PROVIDED PASSAGE:
begin

# 1940s Rupert Knickerbocker beer can found in a wall



## digger dun (Nov 19, 2014)

One of the engineers here where I work knows I collect bottles and stuff, and spotted this in the debris of a wall tear down today. It dates to when this place was built in the 1940s, and has only the slightest damage on the side as shown in the last picture. Score!    [attachment=IMG_6979(1)(1)(1).JPG] [attachment=IMG_6980(1)(1)(1).JPG] [attachment=IMG_6981(1)(1)(1).JPG]


----------



## fer_de_lance (Nov 19, 2014)

I like those Keglined cans


----------



## botlguy (Nov 19, 2014)

I know nothing about beer cans but can tell it's a score. Nice get!    Jim


----------



## botlguy (Nov 19, 2014)

I know nothing about beer cans but can tell it's a score. Nice get!    Jim


----------



## hemihampton (Nov 19, 2014)

I got 4 different similar Rupperts. I don't have that variation though. I do have the much tougher Withdrawnfree of IRTP for Exportation variation though. Is that one for sale? LEON.  P.S. Your can dates to around 1947-49.


----------



## digger dun (Nov 20, 2014)

1947-49 is the right date for sealing up the original walls here. Stuyvesant Town came online in 1948. Leon, PM me for purchasing details.


----------



## hemihampton (Nov 20, 2014)

OK, PM sent. THANKS, LEON.


----------



## sandchip (Nov 21, 2014)

That's fantastic, Leon!


----------

end

DATA EXTRACT:
begin

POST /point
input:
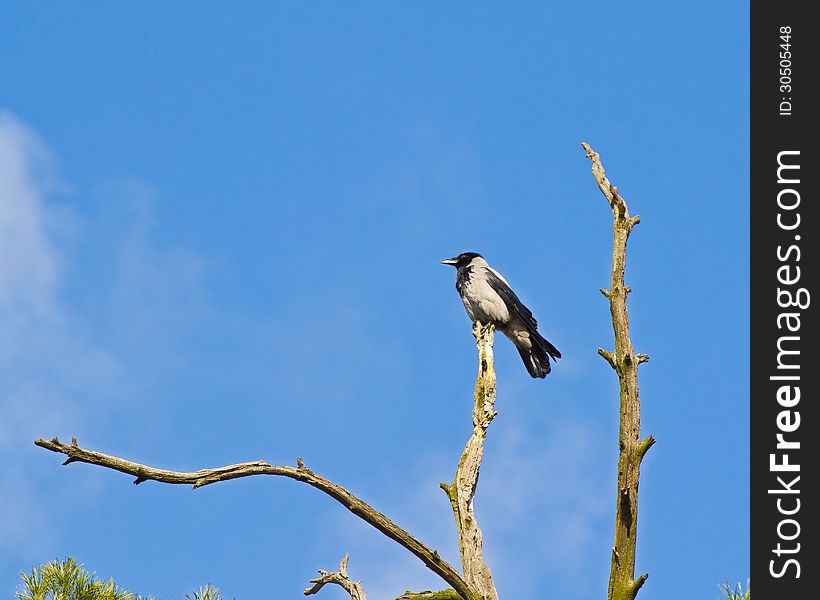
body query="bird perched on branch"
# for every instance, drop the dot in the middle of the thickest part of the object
(488, 298)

end

EXERCISE INSTRUCTIONS:
(a) In the beer can thread, what year did Stuyvesant Town come online?
(b) Please list every distinct username that posts in the beer can thread.
(c) Return the stretch of the beer can thread from "## hemihampton (Nov 19, 2014)" through "dun (Nov 20, 2014)", copied word for word.

ANSWERS PER TASK:
(a) 1948

(b) digger dun, fer_de_lance, botlguy, hemihampton, sandchip

(c)
## hemihampton (Nov 19, 2014)

I got 4 different similar Rupperts. I don't have that variation though. I do have the much tougher Withdrawnfree of IRTP for Exportation variation though. Is that one for sale? LEON.  P.S. Your can dates to around 1947-49.


----------



## digger dun (Nov 20, 2014)